#### SOURCE DATA ####

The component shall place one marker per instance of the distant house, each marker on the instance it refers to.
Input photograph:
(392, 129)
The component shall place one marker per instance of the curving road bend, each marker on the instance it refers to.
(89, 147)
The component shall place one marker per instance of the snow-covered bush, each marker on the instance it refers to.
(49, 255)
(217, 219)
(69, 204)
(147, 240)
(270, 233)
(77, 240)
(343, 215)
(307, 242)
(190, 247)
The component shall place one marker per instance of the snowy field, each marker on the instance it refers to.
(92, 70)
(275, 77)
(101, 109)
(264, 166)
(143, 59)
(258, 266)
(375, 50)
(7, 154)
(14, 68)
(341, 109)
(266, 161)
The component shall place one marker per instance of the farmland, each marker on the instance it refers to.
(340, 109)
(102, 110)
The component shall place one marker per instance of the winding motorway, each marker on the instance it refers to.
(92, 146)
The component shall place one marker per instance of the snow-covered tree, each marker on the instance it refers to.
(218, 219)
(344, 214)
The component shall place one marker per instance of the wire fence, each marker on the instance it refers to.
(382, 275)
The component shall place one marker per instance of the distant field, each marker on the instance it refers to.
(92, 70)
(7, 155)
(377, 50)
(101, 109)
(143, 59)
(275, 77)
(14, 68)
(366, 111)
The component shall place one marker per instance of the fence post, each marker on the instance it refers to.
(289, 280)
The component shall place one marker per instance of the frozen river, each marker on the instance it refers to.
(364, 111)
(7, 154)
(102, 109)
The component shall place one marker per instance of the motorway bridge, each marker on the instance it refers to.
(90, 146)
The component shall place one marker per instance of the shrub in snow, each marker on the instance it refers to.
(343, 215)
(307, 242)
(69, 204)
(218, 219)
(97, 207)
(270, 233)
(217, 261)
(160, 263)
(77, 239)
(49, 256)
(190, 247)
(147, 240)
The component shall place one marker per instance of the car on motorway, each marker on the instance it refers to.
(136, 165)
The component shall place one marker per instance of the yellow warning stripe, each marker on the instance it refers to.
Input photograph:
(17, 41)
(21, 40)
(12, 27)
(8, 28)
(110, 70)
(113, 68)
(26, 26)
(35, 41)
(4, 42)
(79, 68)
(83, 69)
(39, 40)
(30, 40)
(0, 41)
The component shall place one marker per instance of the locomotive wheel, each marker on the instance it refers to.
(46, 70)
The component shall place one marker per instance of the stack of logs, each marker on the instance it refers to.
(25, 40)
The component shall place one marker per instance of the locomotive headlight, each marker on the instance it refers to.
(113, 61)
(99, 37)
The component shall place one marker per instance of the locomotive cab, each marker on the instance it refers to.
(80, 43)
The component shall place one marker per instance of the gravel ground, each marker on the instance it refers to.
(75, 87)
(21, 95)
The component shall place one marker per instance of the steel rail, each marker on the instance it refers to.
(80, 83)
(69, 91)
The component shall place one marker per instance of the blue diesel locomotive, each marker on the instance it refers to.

####

Each line of the data above is to be duplicated exactly.

The component shall place one marker per instance of the distant house, each marker on the instance it refers to.
Input photograph:
(392, 129)
The component shall place one marker per instance of the curving road bend, each marker on the instance it refers to.
(89, 147)
The component shall place one marker per instance of the snow-covered bush, each marker on the instance it refers to.
(49, 255)
(217, 219)
(69, 204)
(147, 240)
(270, 233)
(77, 240)
(343, 215)
(307, 242)
(190, 247)
The component shall place one marker per instance of the snowy field, each marker on the instance it refers to.
(92, 70)
(275, 77)
(101, 109)
(264, 166)
(143, 59)
(258, 266)
(375, 50)
(7, 154)
(14, 68)
(341, 109)
(266, 161)
The component shall place one marker per instance of the farmland, each marker on the instance it refers to.
(340, 109)
(102, 110)
The component shall place one marker per instance of the winding motorway, each marker on the instance it refers to.
(92, 146)
The component shall place one marker per instance of the snow-covered tree, each marker on the instance it refers to.
(218, 219)
(344, 214)
The component shall place one marker per instance of the wire fence, each marker on the instance it refers to.
(382, 275)
The component shall place one marker per instance of the distant field, each marker on the instance it refers to.
(92, 70)
(7, 155)
(377, 50)
(101, 109)
(143, 59)
(275, 77)
(14, 68)
(366, 111)
The component shall place one marker per instance of the fence post, each marker on the instance it refers to.
(289, 280)
The component shall place one marker per instance of the frozen river, each marker on the instance it refers to.
(364, 111)
(7, 154)
(102, 109)
The component shall place one marker per instance of the motorway bridge, each marker on the instance it refers to.
(90, 146)
The component shall place one marker per instance of the shrub in snow, each marker on the instance it refers to.
(343, 215)
(307, 242)
(69, 204)
(218, 219)
(97, 207)
(270, 233)
(217, 261)
(160, 263)
(77, 239)
(49, 256)
(190, 247)
(147, 240)
The component shall place one marker per instance of the car on motorway, each marker on the instance it refers to.
(136, 165)
The component shall place one marker per instance of the yellow warning stripe, each marker on the instance it refers to.
Input photograph:
(17, 41)
(21, 40)
(12, 27)
(8, 28)
(110, 70)
(113, 68)
(26, 26)
(35, 41)
(4, 42)
(79, 68)
(83, 69)
(39, 40)
(30, 40)
(0, 41)
The component shall place one marker per instance of the locomotive wheel, each marker on the instance it refers to.
(46, 70)
The component shall place one marker per instance of the stack of logs, each marker on the instance it refers to.
(25, 40)
The component shall place one marker per instance of the locomotive headlight, each marker on the instance it refers to.
(113, 61)
(99, 37)
The component shall place one marker per instance of the locomotive cab, each marker on the instance it refers to.
(80, 43)
The component shall place one marker per instance of the gravel ground, each marker on the instance it refers to.
(75, 87)
(21, 95)
The component shall place one marker per instance of the steel rail, each marker on the instance it refers to.
(80, 83)
(69, 91)
The component shall place one marker per instance of the blue diesel locomotive, each marker on the instance it refers to.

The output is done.